Challenges |
1 > Repeat the passage of the patch starting with "-This document is" and going on through "your first implementation.", word for word.
2 > For each statement about the patch, answer yes or no and quote the words of the patch that decide it.
(a) The patch modifies only one file.
(b) The patch adds more lines than it removes.
(c) The document assumes its readers have an expert understanding of TCP.
3 > Answer these questions from the patch, one per line:
(a) What date and time are given for the patch?
(b) Which file does the patch change?
(c) Which three kinds of enterprise data platform are listed in parentheses?

Excerpt |
+ + +

From 59f56494c7d11003b21f061c276a7f8f4559b0c5 Mon Sep 17 00:00:00 2001
From: "randomizedcoder dave.seddon.ca@gmail.com" <dave.seddon.ca@gmail.com>
Date: Sat, 20 Jun 2026 12:15:53 -0700
Subject: [PATCH 2/5] docs: soft-wrap parquet-format.md (let the renderer wrap)

---
 docs/parquet-format.md | 121 +++++++++++------------------------------
 1 file changed, 31 insertions(+), 90 deletions(-)

diff --git a/docs/parquet-format.md b/docs/parquet-format.md
index e2924f8..72ceeb5 100644
--- a/docs/parquet-format.md
+++ b/docs/parquet-format.md
@@ -1,15 +1,8 @@
 # Parquet format (for data teams)
 
-This document is written for a **data / analytics team** that needs to consume xtcp2's TCP
-telemetry into an enterprise data platform (lakehouse, warehouse, query engine). It assumes
-you're fluent in Parquet, object storage, and SQL, but only have a *basic* understanding of
-TCP — so it explains the columns that matter most and where to focus your first
-implementation.
+This document is written for a **data / analytics team** that needs to consume xtcp2's TCP telemetry into an enterprise data platform (lakehouse, warehouse, query engine). It assumes you're fluent in Parquet, object storage, and SQL, but only have a *basic* understanding of TCP — so it explains the columns that matter most and where to focus your first implementation.

+ + +

Dataset content |

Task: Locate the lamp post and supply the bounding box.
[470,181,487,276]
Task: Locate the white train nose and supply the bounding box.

+ + +

Expected outputs |
1 >
-This document is written for a **data / analytics team** that needs to consume xtcp2's TCP
-telemetry into an enterprise data platform (lakehouse, warehouse, query engine). It assumes
-you're fluent in Parquet, object storage, and SQL, but only have a *basic* understanding of
-TCP — so it explains the columns that matter most and where to focus your first
-implementation.
+This document is written for a **data / analytics team** that needs to consume xtcp2's TCP telemetry into an enterprise data platform (lakehouse, warehouse, query engine). It assumes you're fluent in Parquet, object storage, and SQL, but only have a *basic* understanding of TCP — so it explains the columns that matter most and where to focus your first implementation.

2 >
(a) Yes: "1 file changed"
(b) No: "31 insertions(+), 90 deletions(-)"
(c) No: "but only have a *basic* understanding of TCP"

3 >
(a) Sat, 20 Jun 2026 12:15:53 -0700
(b) docs/parquet-format.md
(c) Lakehouse, warehouse, and query engine